_Source extract_

## Begin

StarlingX

software config/deploy return signal error

Bug #1817528 reported by Tomas Holmberg on 2019-02-25

This bug affects 1 person

Affects		Status	Importance	Assigned to	Milestone
	StarlingX	Won't Fix	Low	wanghao

Bug Description

Title
-----
software config/deploy return signal error

Brief Description
-----------------
The return signal for a software config/deploy is sent using the external address instead of the public. The result is that the signal from guest to StarlingX will never be received.

Severity
--------
Critical

Steps to Reproduce
------------------
Run the following stack

#############
heat_template_version: 2013-05-23

description: >
  Minimal SoftwareDeployment
parameters:
  flavor:
    type: string
    default: medium_flav
  image:
    type: string
    default: ubuntu2
  network:
    default: net_a
    type: string
  user:
    type: string
    default: admin

resources:
  my_key:
    type: OS::Nova::KeyPair
    properties:
      name: my_key3
      save_private_key: True
      user: {get_param: user}

  my_security_group:
    type: OS::Neutron::SecurityGroup
    properties:
      rules:
        - protocol: tcp
          remote_ip_prefix: 0.0.0.0/0
          port_range_min: 1
          port_range_max: 65535
        - protocol: icmp
          remote_ip_prefix: 0.0.0.0/0

  my_port:
    type: OS::Neutron::Port
    properties:
      network: {get_param: network}
      security_groups:
        - default
        - { get_resource: my_security_group }

  my_software_config:
    type: OS::Heat::SoftwareConfig
    properties:
      inputs:
        - name: message
          default: 'NONE'
      outputs:
        - name: file_content
      group: script
      config: |
        #!/bin/sh -x
        echo "PNYXTER EKO"

## End

Translate this sentence from the StarlingX bug report into Spanish: "The result is that the signal from guest to StarlingX will never be received."

_Provided data_
## Begin

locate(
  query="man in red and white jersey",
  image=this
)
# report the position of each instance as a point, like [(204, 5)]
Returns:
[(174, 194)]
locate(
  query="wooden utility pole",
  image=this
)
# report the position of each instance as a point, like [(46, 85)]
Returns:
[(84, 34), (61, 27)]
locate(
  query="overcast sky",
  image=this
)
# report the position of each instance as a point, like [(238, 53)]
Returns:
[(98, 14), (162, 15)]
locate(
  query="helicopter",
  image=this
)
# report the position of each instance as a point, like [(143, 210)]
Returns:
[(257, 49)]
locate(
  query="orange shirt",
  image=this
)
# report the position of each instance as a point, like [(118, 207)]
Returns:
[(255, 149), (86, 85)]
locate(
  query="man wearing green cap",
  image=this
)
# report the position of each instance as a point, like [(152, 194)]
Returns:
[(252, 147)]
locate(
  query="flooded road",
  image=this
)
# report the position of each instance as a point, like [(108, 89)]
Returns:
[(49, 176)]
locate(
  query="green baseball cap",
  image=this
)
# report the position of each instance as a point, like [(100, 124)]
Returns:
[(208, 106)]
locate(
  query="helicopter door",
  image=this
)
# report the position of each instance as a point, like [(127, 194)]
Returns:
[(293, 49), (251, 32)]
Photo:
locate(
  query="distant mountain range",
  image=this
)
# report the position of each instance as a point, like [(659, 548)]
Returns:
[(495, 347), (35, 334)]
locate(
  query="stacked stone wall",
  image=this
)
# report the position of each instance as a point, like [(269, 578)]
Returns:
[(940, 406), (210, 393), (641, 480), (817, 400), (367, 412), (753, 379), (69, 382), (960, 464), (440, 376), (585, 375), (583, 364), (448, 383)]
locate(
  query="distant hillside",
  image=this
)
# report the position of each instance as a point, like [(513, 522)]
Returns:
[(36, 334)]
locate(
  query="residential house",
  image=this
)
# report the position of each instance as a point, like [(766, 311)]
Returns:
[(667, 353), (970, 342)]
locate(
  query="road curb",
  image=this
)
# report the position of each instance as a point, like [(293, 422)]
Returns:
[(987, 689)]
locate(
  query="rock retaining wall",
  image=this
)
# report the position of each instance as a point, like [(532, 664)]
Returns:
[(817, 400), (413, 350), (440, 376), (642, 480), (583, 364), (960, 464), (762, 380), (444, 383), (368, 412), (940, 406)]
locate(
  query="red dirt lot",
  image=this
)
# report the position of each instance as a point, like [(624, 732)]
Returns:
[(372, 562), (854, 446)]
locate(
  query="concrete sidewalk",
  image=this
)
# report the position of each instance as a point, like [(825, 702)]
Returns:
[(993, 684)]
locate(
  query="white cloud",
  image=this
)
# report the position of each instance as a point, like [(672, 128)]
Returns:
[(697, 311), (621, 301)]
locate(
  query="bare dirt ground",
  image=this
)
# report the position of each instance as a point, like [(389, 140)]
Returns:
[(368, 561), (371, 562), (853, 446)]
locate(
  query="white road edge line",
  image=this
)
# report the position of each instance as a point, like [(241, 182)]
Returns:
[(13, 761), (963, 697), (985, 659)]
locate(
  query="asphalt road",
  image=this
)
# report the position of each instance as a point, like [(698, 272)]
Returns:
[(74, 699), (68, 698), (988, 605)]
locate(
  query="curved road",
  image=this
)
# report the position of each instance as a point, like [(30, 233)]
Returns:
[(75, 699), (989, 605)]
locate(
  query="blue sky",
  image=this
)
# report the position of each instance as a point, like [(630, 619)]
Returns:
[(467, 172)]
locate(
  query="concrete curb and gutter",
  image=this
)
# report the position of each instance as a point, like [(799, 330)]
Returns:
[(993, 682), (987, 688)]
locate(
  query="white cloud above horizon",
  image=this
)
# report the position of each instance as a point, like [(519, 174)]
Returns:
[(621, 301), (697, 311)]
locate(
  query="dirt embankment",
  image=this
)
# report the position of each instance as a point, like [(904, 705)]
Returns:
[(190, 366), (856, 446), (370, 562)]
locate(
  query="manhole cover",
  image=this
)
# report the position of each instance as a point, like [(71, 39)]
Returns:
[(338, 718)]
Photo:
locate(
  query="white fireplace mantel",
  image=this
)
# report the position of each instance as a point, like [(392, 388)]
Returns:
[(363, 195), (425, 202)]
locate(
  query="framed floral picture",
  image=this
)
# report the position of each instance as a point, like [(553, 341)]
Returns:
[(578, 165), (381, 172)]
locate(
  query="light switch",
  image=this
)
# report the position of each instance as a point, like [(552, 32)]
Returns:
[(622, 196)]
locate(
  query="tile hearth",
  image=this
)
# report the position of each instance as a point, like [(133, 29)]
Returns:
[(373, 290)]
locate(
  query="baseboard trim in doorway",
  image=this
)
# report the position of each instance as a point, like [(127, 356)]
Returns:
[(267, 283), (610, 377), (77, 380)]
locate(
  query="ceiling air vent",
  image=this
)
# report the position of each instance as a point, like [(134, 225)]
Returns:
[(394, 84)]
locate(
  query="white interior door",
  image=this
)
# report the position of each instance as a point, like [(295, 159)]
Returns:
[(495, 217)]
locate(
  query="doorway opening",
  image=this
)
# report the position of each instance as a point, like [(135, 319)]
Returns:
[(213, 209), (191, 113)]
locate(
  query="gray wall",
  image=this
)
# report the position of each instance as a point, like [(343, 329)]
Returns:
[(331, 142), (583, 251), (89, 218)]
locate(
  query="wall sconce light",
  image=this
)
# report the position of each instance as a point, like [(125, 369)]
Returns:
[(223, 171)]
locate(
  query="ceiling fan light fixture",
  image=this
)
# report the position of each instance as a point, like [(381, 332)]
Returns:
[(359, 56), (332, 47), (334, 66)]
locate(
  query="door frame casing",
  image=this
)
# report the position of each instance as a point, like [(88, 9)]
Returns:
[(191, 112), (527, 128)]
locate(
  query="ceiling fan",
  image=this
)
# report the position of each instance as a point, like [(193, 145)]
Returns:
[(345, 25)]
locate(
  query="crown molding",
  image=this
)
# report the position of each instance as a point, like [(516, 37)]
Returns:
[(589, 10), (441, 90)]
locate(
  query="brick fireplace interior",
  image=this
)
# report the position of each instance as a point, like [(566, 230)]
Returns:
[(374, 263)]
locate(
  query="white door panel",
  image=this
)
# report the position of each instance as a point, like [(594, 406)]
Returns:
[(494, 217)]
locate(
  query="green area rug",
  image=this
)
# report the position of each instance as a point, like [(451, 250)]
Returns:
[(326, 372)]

## End

_Answer to the task_
El resultado es que la señal del invitado a StarlingX nunca se recibirá.